■ Saved data entries ■
..............................

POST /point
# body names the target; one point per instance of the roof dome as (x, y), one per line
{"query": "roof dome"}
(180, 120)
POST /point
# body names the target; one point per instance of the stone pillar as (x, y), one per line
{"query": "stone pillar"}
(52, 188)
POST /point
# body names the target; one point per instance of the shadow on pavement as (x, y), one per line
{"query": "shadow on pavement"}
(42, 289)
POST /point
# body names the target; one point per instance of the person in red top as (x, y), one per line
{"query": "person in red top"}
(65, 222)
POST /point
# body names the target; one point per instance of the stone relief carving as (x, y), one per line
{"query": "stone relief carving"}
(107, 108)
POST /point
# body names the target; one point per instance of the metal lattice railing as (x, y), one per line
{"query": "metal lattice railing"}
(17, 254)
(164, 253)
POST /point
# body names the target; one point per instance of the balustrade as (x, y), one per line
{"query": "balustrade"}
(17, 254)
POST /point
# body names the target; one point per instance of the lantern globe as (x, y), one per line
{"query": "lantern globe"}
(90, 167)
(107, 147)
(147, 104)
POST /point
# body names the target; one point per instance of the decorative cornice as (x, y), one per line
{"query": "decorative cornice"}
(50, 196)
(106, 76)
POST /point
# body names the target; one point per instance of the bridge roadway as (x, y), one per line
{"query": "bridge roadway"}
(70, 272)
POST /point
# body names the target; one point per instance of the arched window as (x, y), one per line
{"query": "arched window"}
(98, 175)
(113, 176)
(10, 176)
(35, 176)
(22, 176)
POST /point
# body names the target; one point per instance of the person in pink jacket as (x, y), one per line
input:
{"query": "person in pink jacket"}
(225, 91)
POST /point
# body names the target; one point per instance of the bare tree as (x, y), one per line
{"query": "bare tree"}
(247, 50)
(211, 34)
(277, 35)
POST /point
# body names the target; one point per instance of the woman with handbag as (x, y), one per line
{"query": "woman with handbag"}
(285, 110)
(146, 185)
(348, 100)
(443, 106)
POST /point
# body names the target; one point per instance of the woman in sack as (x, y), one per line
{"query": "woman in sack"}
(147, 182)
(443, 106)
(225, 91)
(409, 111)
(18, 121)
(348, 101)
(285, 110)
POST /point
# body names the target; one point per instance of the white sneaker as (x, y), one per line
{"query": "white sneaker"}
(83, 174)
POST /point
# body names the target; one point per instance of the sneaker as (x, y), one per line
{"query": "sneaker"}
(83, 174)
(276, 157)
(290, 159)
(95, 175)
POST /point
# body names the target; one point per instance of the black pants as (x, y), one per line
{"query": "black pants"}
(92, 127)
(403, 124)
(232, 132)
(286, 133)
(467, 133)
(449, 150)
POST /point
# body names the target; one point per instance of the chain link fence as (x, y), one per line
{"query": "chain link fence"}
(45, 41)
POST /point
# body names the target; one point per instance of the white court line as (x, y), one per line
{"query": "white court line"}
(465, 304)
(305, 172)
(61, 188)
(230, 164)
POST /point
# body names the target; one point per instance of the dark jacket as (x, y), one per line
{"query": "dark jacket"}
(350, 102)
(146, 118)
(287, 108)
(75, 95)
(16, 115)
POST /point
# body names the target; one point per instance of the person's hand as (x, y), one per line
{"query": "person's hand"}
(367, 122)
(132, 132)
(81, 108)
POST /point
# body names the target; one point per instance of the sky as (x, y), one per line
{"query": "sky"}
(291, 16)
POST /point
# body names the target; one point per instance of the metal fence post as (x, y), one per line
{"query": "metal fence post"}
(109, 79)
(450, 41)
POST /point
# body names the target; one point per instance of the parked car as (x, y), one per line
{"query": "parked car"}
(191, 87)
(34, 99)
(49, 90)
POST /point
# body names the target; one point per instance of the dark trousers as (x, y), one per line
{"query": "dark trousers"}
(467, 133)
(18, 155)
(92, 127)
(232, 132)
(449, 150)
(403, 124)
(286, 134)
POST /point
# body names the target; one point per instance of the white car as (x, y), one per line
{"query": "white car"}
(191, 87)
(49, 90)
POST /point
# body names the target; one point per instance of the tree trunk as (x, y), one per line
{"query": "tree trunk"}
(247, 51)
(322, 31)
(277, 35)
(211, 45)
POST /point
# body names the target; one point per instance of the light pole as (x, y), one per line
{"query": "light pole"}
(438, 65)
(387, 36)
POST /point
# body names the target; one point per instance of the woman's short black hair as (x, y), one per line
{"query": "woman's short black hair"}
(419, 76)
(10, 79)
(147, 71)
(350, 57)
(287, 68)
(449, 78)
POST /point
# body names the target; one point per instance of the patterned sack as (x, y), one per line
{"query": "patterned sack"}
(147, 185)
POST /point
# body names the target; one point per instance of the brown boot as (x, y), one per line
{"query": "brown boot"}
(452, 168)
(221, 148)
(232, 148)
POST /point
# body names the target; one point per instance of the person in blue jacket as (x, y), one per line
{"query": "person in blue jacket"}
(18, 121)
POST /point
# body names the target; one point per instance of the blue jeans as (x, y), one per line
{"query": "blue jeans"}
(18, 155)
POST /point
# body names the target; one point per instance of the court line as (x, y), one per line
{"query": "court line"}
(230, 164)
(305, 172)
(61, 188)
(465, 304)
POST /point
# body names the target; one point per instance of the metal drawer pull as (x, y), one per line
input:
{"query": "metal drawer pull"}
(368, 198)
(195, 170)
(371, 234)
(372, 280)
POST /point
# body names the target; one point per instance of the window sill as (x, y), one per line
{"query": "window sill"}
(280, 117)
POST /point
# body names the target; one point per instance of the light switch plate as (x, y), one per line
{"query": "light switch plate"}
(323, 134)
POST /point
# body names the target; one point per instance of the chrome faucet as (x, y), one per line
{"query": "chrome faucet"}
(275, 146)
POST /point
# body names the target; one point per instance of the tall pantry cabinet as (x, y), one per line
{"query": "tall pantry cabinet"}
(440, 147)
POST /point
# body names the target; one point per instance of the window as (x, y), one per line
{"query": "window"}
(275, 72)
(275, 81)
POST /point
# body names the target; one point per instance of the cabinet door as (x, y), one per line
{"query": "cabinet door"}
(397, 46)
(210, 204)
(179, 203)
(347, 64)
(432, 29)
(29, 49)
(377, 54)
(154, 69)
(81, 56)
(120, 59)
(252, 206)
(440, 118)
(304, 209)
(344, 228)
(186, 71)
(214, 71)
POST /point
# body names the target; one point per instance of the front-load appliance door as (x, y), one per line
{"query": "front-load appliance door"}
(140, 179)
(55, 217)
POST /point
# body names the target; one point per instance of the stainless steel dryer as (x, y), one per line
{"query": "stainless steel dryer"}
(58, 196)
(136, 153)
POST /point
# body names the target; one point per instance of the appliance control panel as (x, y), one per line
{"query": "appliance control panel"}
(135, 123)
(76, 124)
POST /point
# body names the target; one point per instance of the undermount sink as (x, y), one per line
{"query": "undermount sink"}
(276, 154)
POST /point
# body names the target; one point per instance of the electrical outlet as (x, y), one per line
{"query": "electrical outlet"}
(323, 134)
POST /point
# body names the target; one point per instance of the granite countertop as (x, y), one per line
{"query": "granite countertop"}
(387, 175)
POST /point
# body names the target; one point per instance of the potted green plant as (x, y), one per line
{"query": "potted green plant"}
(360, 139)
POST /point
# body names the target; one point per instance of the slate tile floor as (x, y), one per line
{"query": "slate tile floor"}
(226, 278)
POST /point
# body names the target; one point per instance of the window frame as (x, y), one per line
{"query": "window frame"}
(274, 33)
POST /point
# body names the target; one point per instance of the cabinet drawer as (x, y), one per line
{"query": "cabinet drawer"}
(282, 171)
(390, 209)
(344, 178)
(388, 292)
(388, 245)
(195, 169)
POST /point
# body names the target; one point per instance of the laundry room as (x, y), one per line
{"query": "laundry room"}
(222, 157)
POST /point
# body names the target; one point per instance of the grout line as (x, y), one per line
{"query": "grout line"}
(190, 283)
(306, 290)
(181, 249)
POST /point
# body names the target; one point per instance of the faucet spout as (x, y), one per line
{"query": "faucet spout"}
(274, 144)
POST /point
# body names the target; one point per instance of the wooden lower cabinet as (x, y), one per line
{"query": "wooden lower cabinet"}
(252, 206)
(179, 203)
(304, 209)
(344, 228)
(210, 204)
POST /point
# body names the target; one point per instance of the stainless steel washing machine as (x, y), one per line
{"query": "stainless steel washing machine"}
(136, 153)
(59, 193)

..............................

■ Work to be completed ■
Find every line in the listing that contains the string "shadow", treating uppercase and lowercase as different, and copy each of those lines.

■ Full answer ■
# body names the target; one point per instance of the shadow on pavement as (x, y), one per line
{"query": "shadow on pavement"}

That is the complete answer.